● Text provided
****************************************
Brooke Wenig (08:27):
I really liked that program because it’s applicable to everybody, not just those seeking board seats, but being able to tell a story about what you’re trying to do with your business or what you’ve done with your previous experience. And then practicing your pitch. This is something that we actually do internally with any new instructor, new person we have in the field. It’s what is your self introduction? Can you give me the 20 second version, the two minute version? And so that’s definitely a very valuable skill for everybody, not just those seeking board seats.

Coco Brown (08:52):
Exactly. You may be seeking funding. You may be trying to stand on a bigger stage for your own brand or for your companies and all of these sorts of places where you’re building yourself up as the brand, for in the interest of a bigger opportunity require that.

Brooke Wenig (09:13):
Definitely. And so now I want to dig a little bit more into the corporate board structure. And so to start off, what is a corporate board? How does it differ from, let’s say, an advisory board or a nonprofit board?

Coco Brown (09:22):
Yeah. So corporate board, meaning it’s a commercial entity. So it’s a private company, a public company. It could come in sort of more flavors along that line. Is it private equity backed? Is it venture capital backed? Is it an ESOC, employee stock owned company? So if you think about that landscape of the commercial board, it’s about 30,000 companies, meaning there’s about 6,000 public companies, 6,000 ESOCs, 10,000 venture backed companies, and around 8,000 private equity backed companies. That’s kind of the landscape in the US.
****************************************
● Material shown
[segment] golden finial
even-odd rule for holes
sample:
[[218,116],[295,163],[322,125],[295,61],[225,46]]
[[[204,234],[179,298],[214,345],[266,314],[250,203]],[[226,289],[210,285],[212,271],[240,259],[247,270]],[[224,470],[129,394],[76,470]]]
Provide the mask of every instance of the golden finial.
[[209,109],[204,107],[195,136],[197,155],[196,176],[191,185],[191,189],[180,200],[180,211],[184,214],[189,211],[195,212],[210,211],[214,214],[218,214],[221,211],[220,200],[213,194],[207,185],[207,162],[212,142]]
****************************************
● Task set
#1 In the interview transcript, which kinds of commercial company does Coco Brown count in the US corporate board landscape, and how many of each does she give?
#2 Can you pick up the interview transcript on corporate boards right after its last sentence and keep it going?

● Answers in order
#1
- Public companies: about 6,000
- ESOCs (employee stock owned companies): 6,000
- Venture backed companies: 10,000
- Private equity backed companies: around 8,000

#2
Coco Brown (10:03):
And so what that excludes really is non-profits, or in some cases, family run businesses. So the corporate board is the governing structure of the company. At the most basic level, the role of the corporate board is to hire and fire the CEO. Now that’s a super basic level, right. And as we know, that’s not what … Boards don’t necessarily do that, particularly in strong founder situations. But the idea is that even the CEO needs a boss, right? And so, in my case, I’m the CEO of Athena. I have a board, I report to that board and I’m accountable to the board, which is accountable to our shareholders and our stakeholders, and the accountability they have is to ensure duty of loyalty and duty of care that the business is cared for, and that the interests of the stakeholders are cared for.

Coco Brown (11:05):
And some of that comes from a view to governance, regulatory compliance, not cooking the books, financial health, those kinds of things, right. And some of it is tied more to longevity, sustainability. Will the business survive? Will it be healthy? Are we doing the things to ensure that, so that sort of speaks to succession planning. It speaks to understanding the market, understanding the trajectory of the industry and being able to get out ahead of that and make sure that the business is doing the right thing strategically to stay viable.

Brooke Wenig (11:49):
And I know some companies also have advisory boards. How do those differ from the general board of directors?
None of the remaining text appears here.